--- START OF Supplied data ---
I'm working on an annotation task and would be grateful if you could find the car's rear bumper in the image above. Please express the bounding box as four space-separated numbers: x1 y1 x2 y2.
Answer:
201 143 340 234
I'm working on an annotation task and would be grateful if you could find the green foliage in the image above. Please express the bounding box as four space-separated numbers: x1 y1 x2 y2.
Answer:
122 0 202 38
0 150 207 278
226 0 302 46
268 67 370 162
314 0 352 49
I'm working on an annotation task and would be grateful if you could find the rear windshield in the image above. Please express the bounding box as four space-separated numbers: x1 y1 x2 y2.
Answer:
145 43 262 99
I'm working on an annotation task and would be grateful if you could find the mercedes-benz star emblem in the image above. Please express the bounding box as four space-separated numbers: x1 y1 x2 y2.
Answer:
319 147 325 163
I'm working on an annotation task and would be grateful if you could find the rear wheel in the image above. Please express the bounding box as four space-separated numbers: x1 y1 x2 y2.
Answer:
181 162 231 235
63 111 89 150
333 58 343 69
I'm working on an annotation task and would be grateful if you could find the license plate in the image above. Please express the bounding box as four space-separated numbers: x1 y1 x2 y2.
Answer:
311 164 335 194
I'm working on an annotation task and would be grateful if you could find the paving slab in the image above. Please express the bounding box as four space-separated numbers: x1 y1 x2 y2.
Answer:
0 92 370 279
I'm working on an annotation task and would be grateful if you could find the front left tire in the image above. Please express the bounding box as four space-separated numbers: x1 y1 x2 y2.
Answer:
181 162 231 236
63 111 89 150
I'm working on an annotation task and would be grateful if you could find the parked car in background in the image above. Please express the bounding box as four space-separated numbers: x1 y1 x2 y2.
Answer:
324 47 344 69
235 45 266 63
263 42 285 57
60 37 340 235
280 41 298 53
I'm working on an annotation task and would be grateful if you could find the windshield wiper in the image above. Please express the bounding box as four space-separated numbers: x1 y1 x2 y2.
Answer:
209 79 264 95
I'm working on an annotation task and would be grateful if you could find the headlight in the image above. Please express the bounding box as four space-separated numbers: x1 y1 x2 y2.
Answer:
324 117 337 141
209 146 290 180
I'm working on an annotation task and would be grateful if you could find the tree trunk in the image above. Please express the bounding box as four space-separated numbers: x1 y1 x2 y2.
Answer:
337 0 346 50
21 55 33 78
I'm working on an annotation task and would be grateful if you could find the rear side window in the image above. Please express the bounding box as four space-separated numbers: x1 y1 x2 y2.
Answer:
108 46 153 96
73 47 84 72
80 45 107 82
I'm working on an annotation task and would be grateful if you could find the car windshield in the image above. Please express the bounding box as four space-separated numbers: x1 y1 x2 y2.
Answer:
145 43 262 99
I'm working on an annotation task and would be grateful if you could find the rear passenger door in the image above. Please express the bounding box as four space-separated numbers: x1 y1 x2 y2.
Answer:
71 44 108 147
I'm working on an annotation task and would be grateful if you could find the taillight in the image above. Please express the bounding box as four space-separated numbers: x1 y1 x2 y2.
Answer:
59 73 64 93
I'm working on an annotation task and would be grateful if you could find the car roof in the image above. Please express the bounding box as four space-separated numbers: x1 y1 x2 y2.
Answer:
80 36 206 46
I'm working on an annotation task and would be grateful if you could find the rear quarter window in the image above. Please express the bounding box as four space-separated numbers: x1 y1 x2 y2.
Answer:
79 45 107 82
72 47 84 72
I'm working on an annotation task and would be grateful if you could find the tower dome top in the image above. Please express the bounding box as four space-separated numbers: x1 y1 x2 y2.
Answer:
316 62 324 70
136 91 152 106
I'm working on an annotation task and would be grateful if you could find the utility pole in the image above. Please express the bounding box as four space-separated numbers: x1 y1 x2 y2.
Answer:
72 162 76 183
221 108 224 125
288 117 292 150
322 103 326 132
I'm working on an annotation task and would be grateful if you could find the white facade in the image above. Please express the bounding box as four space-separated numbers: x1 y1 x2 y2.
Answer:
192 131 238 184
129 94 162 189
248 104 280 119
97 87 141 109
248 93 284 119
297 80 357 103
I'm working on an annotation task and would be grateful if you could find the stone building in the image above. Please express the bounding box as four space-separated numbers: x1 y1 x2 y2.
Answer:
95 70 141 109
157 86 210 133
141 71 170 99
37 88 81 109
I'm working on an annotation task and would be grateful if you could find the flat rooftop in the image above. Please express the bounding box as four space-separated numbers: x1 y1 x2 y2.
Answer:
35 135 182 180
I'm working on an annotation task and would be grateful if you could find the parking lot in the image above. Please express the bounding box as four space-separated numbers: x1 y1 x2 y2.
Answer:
--- END OF Supplied data ---
» Set exercise
Extract every item above, reproducing each of its lines verbatim.

» Result of the exercise
I'm working on an annotation task and would be grateful if you could find the car's rear bumper in the image above. Please express the bounding box as four space-separated numbers: x1 y1 x2 y2.
Answer:
201 143 340 234
I'm working on an annotation task and would be grateful if you could find the green foliage in the image above. Please express the bounding box as four space-separated numbers: x1 y1 x2 y2.
Answer:
122 0 202 38
0 150 207 278
226 0 302 46
268 67 370 162
314 0 352 49
I'm working on an annotation task and would be grateful if you could find the rear windshield in the image above. Please express the bounding box as four space-separated numbers: x1 y1 x2 y2.
Answer:
145 43 262 99
I'm working on an annotation task and would be grateful if you could find the mercedes-benz star emblem in the image above. Please express the bounding box as four space-separated numbers: x1 y1 x2 y2.
Answer:
319 147 325 163
I'm working on an annotation task and would be grateful if you could find the rear wheel in the image above. Please express the bounding box as four space-separated numbers: x1 y1 x2 y2.
Answer:
181 162 231 235
63 111 89 150
333 58 343 69
I'm working on an annotation task and would be grateful if you could find the license plate in the image above. Please express the bounding box as four space-separated numbers: x1 y1 x2 y2.
Answer:
311 164 335 194
I'm working on an annotation task and would be grateful if you could find the paving slab in the image above. Please express the bounding box as four space-separated numbers: x1 y1 x2 y2.
Answer:
0 92 370 279
I'm working on an annotation task and would be grateful if you could find the front left tire in the image above. Please express the bounding box as four space-separated numbers: x1 y1 x2 y2.
Answer:
181 162 231 236
63 111 89 150
I'm working on an annotation task and would be grateful if you could find the parked car in background in the image above. Please express the bounding box as four space-separated numbers: x1 y1 x2 y2.
Answer:
324 47 344 69
235 45 266 63
263 42 285 57
60 37 340 235
280 41 298 53
I'm working on an annotation task and would be grateful if you could find the windshield wiper in the image above. Please express the bounding box as four space-separated numbers: x1 y1 x2 y2.
Answer:
209 79 264 95
I'm working on an annotation task and would be grateful if you could find the headlight in the image above. Please express the bounding box as four space-separated numbers: x1 y1 x2 y2.
Answer:
324 117 337 141
209 146 290 180
I'm working on an annotation task and would be grateful if you could find the tree trunk in the image above. Please express the bounding box as four space-separated numbers: x1 y1 x2 y2.
Answer:
337 0 346 50
21 55 33 78
I'm working on an annotation task and would be grateful if you could find the rear side window in the image above. Please express the bounding box as four space-separated numbers: x1 y1 x2 y2.
Answer:
108 46 153 96
73 47 84 72
80 45 107 82
I'm working on an annotation task and would be grateful if you could find the car windshield in the image above. Please express the bounding box as four space-separated numbers: x1 y1 x2 y2.
Answer:
145 43 262 99
I'm working on an annotation task and would be grateful if you could find the rear passenger door in the image above. Please express the bounding box as four space-separated numbers: x1 y1 x2 y2.
Answer:
71 44 108 147
I'm working on an annotation task and would be grateful if you could find the taillight in the image above. Please express the bounding box as four space-separated numbers: x1 y1 x2 y2.
Answer:
59 73 64 93
I'm working on an annotation task and would be grateful if you could find the car roof in the image above. Please express the bounding box as four space-separated numbers: x1 y1 x2 y2.
Answer:
80 36 206 46
I'm working on an annotation task and would be grateful if you could find the rear quarter window in the image above. Please express the bounding box as four space-separated numbers: x1 y1 x2 y2.
Answer:
79 45 107 82
72 47 84 72
I'm working on an annotation task and would be grateful if you could find the tower dome top in the image above. Please express the bounding box as four space-separated numbers: x1 y1 x2 y2.
Answer:
316 62 324 70
136 91 152 106
I'm working on an annotation task and would be grateful if you could find the utility pole in the image above. Please express the bounding box as four space-separated numbers: x1 y1 x2 y2.
Answer:
72 162 76 183
221 108 224 125
288 117 292 150
322 103 326 132
I'm working on an annotation task and would be grateful if you could find the white facade in the image above. Please express the bounding box as four space-separated numbers: x1 y1 x2 y2.
Answer:
192 131 238 184
129 94 162 189
248 104 280 119
97 87 141 109
248 93 284 119
297 80 357 103
I'm working on an annotation task and would be grateful if you could find the stone building in the image above. Please express the bounding box as four space-separated numbers: x1 y1 x2 y2.
Answer:
95 70 141 109
157 86 210 133
141 71 170 99
37 88 81 109
I'm working on an annotation task and would be grateful if you could find the flat rooftop in the image above. Please express the bounding box as four space-separated numbers: x1 y1 x2 y2.
Answer:
35 135 182 180
I'm working on an annotation task and would be grateful if you could find the parking lot in the image above. Please express the bounding box as four space-separated numbers: x1 y1 x2 y2.
Answer:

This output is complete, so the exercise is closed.